> _Work instructions_:
Rewrite the material starting at the line containing "Expected: for each instance of the shadow" and ending at the end of the material, replacing "integer pixel coordinates" with "whole-number pixel coordinates" and leaving everything else unchanged.

— begin Stored records —

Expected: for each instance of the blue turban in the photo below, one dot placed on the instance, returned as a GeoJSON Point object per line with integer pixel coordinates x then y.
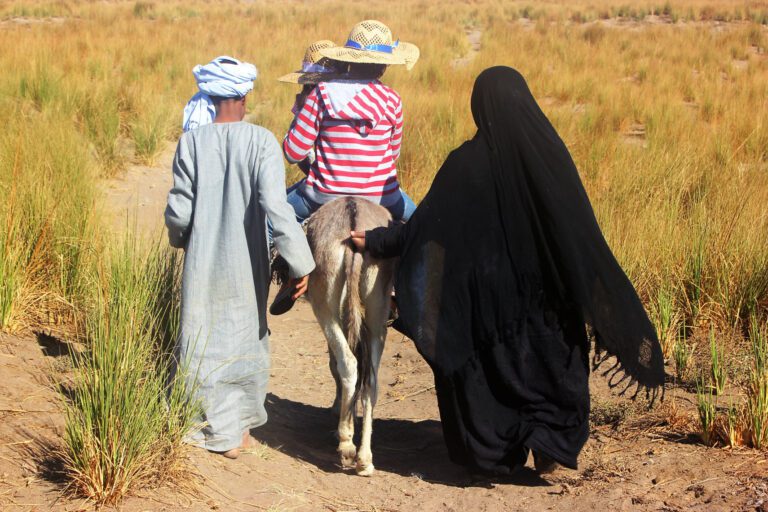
{"type": "Point", "coordinates": [225, 77]}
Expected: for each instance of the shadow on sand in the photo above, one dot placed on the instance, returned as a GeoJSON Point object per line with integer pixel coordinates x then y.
{"type": "Point", "coordinates": [404, 447]}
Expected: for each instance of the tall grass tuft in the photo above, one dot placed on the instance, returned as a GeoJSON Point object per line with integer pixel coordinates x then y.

— end Stored records —

> _Task response_:
Expected: for each instance of the shadow on sand in the photo above, one dot placed on the instance, returned as a GeoJSON Point object per line with whole-number pixel coordinates x then y.
{"type": "Point", "coordinates": [404, 447]}
Expected: for each instance of the tall grass tuft in the photo above, one dot placed on the instance, returned as a GeoJSON Point object per line with whole-number pixel coordinates x then y.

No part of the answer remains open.